*To do*. Here are some records. Copy each one exactly.

*** Records for the exercise ***

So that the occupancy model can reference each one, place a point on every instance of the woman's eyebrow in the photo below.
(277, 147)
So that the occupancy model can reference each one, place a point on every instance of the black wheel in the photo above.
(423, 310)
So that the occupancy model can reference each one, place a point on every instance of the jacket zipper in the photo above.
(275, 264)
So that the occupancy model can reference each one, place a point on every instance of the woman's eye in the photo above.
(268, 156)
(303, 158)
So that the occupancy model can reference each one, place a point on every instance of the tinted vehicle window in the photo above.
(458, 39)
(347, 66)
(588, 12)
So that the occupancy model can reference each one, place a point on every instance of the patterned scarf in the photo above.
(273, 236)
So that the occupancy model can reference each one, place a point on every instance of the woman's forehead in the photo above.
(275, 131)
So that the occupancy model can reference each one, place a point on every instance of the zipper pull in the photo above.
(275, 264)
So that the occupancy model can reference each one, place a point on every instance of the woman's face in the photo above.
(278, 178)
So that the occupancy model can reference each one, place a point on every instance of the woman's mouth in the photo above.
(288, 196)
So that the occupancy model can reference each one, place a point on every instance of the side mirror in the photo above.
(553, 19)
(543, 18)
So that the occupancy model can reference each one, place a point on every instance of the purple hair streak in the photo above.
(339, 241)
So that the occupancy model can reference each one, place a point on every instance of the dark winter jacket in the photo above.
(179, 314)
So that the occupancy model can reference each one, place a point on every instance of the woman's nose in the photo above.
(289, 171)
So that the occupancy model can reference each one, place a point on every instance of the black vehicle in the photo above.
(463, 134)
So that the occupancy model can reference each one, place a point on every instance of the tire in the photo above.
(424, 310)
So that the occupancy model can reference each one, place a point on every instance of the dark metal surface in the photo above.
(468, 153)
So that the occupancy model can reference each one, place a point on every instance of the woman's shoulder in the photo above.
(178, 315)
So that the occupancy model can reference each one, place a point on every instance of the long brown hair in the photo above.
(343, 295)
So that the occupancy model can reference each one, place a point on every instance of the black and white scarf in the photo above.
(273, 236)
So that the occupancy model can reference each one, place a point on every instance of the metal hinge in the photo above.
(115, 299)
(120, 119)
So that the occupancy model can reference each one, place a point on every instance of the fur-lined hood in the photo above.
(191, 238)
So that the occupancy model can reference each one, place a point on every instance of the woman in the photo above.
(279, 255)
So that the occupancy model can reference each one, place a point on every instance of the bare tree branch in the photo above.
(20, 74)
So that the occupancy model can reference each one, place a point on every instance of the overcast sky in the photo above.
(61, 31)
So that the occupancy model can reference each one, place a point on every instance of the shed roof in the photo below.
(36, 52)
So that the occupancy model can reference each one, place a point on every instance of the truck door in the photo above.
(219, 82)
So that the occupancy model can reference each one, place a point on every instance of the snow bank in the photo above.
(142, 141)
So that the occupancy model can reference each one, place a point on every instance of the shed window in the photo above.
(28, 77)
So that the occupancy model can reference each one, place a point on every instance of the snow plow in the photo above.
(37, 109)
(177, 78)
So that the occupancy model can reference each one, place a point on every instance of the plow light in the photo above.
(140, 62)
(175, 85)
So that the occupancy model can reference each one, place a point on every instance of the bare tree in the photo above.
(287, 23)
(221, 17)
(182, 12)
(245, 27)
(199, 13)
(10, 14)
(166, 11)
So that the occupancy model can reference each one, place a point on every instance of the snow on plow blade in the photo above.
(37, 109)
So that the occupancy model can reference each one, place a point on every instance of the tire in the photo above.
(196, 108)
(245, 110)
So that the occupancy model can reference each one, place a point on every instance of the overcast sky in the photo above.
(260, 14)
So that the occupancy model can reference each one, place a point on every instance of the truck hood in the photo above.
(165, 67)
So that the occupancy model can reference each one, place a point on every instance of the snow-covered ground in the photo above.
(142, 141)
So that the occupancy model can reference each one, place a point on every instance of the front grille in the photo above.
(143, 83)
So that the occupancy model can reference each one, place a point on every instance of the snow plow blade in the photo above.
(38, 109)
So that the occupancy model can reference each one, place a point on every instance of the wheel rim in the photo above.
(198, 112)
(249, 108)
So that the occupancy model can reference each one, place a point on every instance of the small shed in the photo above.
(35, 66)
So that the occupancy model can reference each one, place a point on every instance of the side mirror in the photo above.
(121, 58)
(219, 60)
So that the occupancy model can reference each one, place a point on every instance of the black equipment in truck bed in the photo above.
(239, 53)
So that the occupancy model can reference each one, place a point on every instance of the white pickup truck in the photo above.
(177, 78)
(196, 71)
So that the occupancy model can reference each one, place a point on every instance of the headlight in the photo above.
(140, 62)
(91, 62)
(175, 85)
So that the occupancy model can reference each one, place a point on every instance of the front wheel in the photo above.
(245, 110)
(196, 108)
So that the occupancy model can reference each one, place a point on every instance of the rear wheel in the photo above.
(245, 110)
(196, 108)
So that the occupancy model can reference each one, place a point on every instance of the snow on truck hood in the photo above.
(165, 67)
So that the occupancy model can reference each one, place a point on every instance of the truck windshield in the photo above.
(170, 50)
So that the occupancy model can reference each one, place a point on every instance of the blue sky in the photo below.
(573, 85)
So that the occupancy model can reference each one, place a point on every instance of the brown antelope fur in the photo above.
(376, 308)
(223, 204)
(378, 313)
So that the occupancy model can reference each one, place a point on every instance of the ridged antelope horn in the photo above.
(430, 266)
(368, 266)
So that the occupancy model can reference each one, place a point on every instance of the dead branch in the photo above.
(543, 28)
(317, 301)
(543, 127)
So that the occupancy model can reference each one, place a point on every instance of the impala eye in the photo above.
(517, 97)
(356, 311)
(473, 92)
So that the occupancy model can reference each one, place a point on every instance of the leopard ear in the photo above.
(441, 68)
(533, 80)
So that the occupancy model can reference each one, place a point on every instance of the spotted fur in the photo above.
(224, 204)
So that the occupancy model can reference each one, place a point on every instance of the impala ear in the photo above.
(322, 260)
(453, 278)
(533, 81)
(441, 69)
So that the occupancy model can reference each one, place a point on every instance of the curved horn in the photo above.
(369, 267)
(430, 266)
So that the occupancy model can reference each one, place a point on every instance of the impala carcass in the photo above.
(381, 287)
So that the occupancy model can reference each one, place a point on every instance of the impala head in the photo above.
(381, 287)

***

*Exercise output*.
So that the occupancy model can reference each one, place a point on every instance of the woman's eyebrow in the photo below.
(277, 147)
So that the occupancy model can reference each one, place a point on every instance of the black wheel in the photo above.
(423, 310)
So that the occupancy model can reference each one, place a point on every instance of the jacket zipper in the photo above.
(275, 264)
So that the occupancy model can reference each one, place a point on every instance of the woman's eye in the photo above.
(268, 156)
(303, 158)
So that the occupancy model can reference each one, place a point on every instance of the tinted vehicle window in the photo above.
(458, 39)
(347, 66)
(588, 12)
So that the occupancy model can reference each one, place a point on every instance of the patterned scarf in the photo above.
(273, 236)
So that the occupancy model can reference each one, place a point on every instance of the woman's forehead in the photo above.
(275, 131)
So that the occupancy model can reference each one, place a point on every instance of the zipper pull in the photo above.
(275, 264)
So that the occupancy model can reference each one, place a point on every instance of the woman's face in the photo above.
(278, 178)
So that the occupancy model can reference each one, place a point on every instance of the woman's mouth in the photo above.
(288, 196)
So that the occupancy model can reference each one, place a point on every instance of the side mirror in the photo above.
(553, 19)
(543, 18)
So that the occupancy model can reference each one, place a point on every instance of the purple hair streak in the photo above.
(339, 241)
So that the occupancy model can reference each one, place a point on every instance of the dark winter jacket in the photo above.
(179, 314)
So that the occupancy model can reference each one, place a point on every instance of the woman's nose in the photo above.
(289, 171)
So that the occupancy model can reference each one, place a point on every instance of the black vehicle in the photo above.
(463, 134)
So that the occupancy model can reference each one, place a point on every instance of the tire in the photo above.
(424, 310)
So that the occupancy model can reference each one, place a point on every instance of the dark metal surface in the photo above.
(468, 153)
So that the occupancy model can reference each one, place a point on every instance of the woman's shoulder in the photo above.
(178, 315)
So that the occupancy model can reference each one, place a point on every instance of the long brown hair in the photo above.
(343, 295)
So that the occupancy model can reference each one, place a point on every instance of the black and white scarf in the photo above.
(273, 236)
So that the occupancy model can reference each one, place a point on every instance of the metal hinge in the photo above.
(115, 299)
(120, 119)
So that the occupancy model can reference each one, place a point on every instance of the fur-lined hood in the photo above.
(191, 238)
So that the occupancy model can reference each one, place a point on every instance of the woman in the photo above.
(279, 255)
So that the occupancy model can reference each one, place a point on every instance of the bare tree branch in the photo above.
(20, 74)
So that the occupancy model can reference each one, place a point on every instance of the overcast sky in the photo above.
(61, 31)
So that the occupancy model can reference each one, place a point on every instance of the shed roof in the photo below.
(36, 52)
So that the occupancy model can reference each one, place a point on every instance of the truck door in the photo above.
(219, 82)
So that the occupancy model can reference each one, place a point on every instance of the snow bank in the photo above.
(142, 141)
So that the occupancy model can reference each one, place a point on every instance of the shed window in the photo above.
(28, 77)
So that the occupancy model can reference each one, place a point on every instance of the snow plow in the photo above.
(37, 109)
(177, 78)
So that the occupancy model can reference each one, place a point on every instance of the plow light in the photo above.
(140, 62)
(175, 85)
So that the occupancy model can reference each one, place a point on every instance of the bare tree in the photo above.
(287, 23)
(221, 17)
(182, 12)
(245, 27)
(199, 13)
(10, 14)
(166, 11)
So that the occupancy model can reference each one, place a point on every instance of the snow on plow blade in the photo above.
(37, 109)
So that the occupancy model can reference each one, place a point on every instance of the tire in the photo above.
(196, 108)
(245, 110)
So that the occupancy model can reference each one, place a point on every instance of the overcast sky in the photo above.
(260, 14)
So that the occupancy model can reference each one, place a point on every instance of the truck hood in the photo above.
(165, 67)
So that the occupancy model can reference each one, place a point on every instance of the snow-covered ground in the photo above.
(142, 141)
So that the occupancy model can reference each one, place a point on every instance of the front grille in the photo above.
(143, 83)
So that the occupancy model can reference each one, place a point on every instance of the snow plow blade in the photo above.
(38, 109)
So that the occupancy model can reference each one, place a point on every instance of the wheel rim in the photo above.
(198, 112)
(249, 108)
So that the occupancy model can reference each one, place a point on every instance of the small shed in the photo above.
(35, 66)
So that the occupancy model can reference each one, place a point on every instance of the side mirror in the photo above.
(121, 58)
(219, 60)
So that the occupancy model can reference each one, place a point on every instance of the black equipment in truck bed in the photo above.
(239, 53)
So that the occupancy model can reference each one, place a point on every instance of the white pickup truck in the photo above.
(177, 78)
(196, 71)
So that the occupancy model can reference each one, place a point on every instance of the headlight in the photo above.
(140, 62)
(91, 62)
(175, 85)
So that the occupancy model can reference each one, place a point on every instance of the front wheel in the photo above.
(245, 110)
(196, 108)
So that the occupancy model can reference each one, place a point on every instance of the rear wheel in the photo above.
(245, 110)
(196, 108)
So that the occupancy model can reference each one, place a point on every instance of the snow on truck hood in the photo above.
(165, 67)
So that the occupancy model can reference each one, place a point on every instance of the truck windshield in the photo above.
(170, 50)
So that the occupancy model can reference each one, place a point on every instance of the blue sky in the photo below.
(573, 85)
So that the occupancy model can reference each one, place a point on every instance of the brown antelope fur in the photo above.
(376, 308)
(223, 204)
(378, 313)
So that the occupancy model can reference each one, place a point on every instance of the ridged antelope horn in the photo above.
(430, 266)
(368, 266)
So that the occupancy model can reference each one, place a point on every instance of the dead branch in the photo above.
(543, 28)
(317, 301)
(543, 127)
So that the occupancy model can reference each one, place a point on every instance of the impala eye in the photo above.
(517, 97)
(356, 311)
(473, 92)
So that the occupancy model can reference each one, place a point on every instance of the leopard ear in the photo above.
(441, 68)
(533, 80)
So that the occupancy model can reference each one, place a point on every instance of the spotted fur in the photo above.
(224, 204)
So that the occupancy model can reference each one, place a point on every instance of the impala ear in the photo above.
(322, 260)
(453, 278)
(533, 81)
(441, 69)
So that the occupancy model can reference each one, place a point on every instance of the curved horn in the photo above.
(369, 267)
(430, 266)
So that the occupancy model can reference each one, place a point on every instance of the impala carcass in the photo above.
(381, 287)
So that the occupancy model can reference each one, place a point on every instance of the impala head in the photo above.
(381, 287)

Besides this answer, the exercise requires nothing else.